How to complete this task.
State how many lines in the rows below contain the string "before", treating uppercase and lowercase as different. Reply with the number alone.

Provided entries.
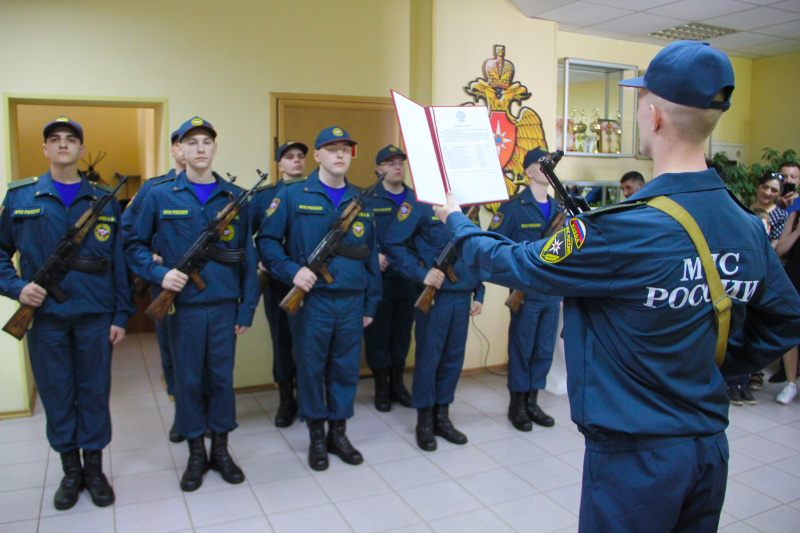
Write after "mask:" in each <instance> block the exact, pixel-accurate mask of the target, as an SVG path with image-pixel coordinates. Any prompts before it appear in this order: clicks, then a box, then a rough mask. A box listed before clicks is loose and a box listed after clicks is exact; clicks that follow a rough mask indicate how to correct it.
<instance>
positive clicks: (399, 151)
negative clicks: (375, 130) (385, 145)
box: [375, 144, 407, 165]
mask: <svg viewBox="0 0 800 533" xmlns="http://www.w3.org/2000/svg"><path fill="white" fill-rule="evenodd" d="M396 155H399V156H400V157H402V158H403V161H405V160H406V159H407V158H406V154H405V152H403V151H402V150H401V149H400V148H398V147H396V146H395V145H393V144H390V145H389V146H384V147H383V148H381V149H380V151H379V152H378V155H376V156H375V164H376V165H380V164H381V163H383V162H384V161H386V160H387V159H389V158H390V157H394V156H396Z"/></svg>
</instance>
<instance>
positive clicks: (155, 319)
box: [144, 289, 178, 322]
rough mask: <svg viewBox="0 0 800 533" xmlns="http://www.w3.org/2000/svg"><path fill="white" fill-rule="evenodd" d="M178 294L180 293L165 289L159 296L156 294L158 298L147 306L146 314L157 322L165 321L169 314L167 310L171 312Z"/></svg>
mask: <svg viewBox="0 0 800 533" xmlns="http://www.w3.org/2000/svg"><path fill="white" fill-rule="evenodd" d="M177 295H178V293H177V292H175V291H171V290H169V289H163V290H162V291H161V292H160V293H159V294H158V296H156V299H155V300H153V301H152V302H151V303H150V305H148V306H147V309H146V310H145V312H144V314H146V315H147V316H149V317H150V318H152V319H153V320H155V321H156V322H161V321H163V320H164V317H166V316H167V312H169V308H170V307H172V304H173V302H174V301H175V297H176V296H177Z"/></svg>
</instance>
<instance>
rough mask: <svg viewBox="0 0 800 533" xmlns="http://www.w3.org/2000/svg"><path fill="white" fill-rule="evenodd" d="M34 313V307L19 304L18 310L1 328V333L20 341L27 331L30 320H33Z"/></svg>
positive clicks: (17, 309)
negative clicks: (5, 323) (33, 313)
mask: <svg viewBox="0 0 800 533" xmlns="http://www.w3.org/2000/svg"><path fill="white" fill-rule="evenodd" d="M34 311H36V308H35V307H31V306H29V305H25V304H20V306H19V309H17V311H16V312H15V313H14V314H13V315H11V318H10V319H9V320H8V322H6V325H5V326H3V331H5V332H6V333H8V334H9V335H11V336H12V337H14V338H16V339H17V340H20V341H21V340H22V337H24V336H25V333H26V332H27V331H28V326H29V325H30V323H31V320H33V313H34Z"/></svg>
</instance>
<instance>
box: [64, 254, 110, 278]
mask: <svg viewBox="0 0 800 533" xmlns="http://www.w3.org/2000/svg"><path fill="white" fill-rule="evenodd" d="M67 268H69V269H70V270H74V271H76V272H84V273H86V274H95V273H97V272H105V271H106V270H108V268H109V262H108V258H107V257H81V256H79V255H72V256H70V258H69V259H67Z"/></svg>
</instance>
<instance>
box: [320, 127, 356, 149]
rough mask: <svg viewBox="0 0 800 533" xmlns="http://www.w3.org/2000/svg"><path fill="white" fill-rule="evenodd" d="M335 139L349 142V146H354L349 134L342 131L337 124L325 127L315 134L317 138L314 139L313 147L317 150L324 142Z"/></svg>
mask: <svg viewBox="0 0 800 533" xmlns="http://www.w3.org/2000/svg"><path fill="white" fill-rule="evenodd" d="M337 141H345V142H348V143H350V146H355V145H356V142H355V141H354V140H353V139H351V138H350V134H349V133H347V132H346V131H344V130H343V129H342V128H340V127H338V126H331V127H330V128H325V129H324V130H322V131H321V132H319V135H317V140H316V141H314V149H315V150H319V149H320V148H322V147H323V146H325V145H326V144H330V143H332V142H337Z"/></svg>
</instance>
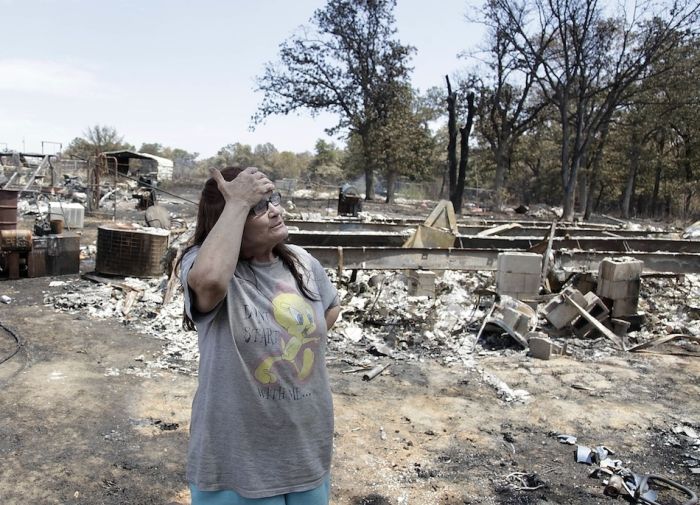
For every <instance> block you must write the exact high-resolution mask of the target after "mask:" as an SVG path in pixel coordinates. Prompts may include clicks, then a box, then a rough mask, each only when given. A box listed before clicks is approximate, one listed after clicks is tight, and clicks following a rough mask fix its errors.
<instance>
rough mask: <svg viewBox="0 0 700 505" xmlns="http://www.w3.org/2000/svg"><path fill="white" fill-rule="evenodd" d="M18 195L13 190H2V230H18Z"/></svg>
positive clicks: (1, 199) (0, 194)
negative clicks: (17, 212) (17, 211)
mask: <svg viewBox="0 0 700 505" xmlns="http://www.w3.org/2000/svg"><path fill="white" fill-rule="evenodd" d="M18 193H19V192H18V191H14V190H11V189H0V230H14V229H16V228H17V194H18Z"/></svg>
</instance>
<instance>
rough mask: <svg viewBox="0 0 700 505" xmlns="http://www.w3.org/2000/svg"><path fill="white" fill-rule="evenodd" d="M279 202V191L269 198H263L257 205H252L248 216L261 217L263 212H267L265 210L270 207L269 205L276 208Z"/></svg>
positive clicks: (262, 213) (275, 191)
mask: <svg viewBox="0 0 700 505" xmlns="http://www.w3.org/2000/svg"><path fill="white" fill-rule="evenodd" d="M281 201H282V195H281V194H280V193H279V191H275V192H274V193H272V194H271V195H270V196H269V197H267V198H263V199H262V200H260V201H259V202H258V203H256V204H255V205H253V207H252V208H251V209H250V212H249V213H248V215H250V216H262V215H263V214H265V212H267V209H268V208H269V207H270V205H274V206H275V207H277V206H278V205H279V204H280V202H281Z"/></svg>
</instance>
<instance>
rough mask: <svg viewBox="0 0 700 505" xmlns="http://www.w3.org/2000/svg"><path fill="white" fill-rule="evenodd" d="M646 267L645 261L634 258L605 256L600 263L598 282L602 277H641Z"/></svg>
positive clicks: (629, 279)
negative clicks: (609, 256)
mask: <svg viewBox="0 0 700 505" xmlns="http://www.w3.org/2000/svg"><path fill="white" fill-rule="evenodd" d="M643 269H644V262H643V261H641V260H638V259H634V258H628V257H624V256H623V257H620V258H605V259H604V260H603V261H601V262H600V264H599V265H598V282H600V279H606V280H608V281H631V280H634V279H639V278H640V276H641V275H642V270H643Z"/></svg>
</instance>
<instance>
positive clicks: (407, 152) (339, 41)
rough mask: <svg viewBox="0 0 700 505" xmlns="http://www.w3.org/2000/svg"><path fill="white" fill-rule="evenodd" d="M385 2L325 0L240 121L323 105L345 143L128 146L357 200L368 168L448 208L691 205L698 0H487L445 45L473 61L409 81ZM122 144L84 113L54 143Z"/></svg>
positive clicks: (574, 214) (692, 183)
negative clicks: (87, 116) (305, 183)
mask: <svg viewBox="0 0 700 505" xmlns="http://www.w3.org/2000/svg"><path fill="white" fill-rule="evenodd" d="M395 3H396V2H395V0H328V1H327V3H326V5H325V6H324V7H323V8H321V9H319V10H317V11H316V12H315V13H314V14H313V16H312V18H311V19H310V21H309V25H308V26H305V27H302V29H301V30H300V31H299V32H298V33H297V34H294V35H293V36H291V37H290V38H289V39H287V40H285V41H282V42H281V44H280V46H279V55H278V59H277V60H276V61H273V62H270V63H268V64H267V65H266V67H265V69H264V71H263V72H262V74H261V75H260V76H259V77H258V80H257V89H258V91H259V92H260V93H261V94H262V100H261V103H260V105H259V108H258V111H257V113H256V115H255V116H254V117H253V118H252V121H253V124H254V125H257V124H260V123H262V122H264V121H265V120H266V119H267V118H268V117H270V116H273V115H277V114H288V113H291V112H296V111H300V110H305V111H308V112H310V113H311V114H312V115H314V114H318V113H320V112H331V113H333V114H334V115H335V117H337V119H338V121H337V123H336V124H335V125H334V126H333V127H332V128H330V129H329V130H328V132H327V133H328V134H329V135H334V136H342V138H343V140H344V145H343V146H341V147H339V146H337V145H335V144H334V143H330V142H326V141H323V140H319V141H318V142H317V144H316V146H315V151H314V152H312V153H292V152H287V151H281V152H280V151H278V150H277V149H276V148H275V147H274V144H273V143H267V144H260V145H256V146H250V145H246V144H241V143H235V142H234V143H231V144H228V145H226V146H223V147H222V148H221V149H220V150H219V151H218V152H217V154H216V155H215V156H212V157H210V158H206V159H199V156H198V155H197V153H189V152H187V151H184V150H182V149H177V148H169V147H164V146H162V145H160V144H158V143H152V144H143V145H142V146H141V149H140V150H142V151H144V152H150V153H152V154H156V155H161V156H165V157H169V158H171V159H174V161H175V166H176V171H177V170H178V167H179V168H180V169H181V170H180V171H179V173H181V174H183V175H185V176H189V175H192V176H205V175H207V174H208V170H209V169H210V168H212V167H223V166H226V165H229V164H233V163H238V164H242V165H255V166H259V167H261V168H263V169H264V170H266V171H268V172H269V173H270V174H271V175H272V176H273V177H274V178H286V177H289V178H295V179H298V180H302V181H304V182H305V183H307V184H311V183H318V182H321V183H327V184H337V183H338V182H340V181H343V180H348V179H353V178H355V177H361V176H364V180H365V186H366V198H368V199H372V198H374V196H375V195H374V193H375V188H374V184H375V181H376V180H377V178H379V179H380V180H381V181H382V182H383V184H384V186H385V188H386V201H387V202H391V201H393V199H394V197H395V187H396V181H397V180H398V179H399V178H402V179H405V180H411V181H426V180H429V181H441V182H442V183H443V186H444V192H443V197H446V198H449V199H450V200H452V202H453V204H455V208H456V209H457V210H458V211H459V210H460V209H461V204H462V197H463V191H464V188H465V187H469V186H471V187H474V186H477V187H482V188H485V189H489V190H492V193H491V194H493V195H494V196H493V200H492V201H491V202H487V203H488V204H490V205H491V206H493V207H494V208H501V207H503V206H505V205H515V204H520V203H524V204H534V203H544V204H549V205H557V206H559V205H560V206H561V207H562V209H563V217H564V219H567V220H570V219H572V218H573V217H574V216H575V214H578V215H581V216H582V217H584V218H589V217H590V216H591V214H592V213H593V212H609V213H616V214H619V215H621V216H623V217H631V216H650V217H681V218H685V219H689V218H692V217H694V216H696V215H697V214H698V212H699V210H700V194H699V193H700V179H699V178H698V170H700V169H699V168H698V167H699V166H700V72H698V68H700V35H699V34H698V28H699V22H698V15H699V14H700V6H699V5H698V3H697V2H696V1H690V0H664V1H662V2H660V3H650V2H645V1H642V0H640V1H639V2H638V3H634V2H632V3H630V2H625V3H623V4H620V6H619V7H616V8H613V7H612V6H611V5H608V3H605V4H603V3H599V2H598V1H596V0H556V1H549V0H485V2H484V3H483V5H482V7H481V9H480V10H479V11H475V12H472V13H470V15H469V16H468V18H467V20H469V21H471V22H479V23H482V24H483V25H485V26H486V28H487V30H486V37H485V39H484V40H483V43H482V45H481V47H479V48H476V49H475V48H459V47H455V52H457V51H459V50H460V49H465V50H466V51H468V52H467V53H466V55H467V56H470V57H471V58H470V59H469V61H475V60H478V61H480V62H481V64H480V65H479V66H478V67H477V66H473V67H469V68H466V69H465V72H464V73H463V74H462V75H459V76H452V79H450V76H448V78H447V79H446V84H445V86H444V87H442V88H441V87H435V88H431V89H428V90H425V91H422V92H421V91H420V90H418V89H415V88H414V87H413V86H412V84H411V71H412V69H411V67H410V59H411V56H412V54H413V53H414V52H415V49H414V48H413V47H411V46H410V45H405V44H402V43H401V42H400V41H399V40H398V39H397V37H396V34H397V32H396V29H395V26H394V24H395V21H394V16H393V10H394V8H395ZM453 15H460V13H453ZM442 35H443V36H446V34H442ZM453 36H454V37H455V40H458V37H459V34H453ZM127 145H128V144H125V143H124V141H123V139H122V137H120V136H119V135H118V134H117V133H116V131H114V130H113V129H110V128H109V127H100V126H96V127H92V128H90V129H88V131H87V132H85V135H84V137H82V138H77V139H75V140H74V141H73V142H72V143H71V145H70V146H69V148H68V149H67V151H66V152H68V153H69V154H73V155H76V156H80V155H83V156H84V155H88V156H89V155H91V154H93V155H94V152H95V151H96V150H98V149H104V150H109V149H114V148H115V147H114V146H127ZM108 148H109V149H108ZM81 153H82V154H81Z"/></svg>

Your response.
2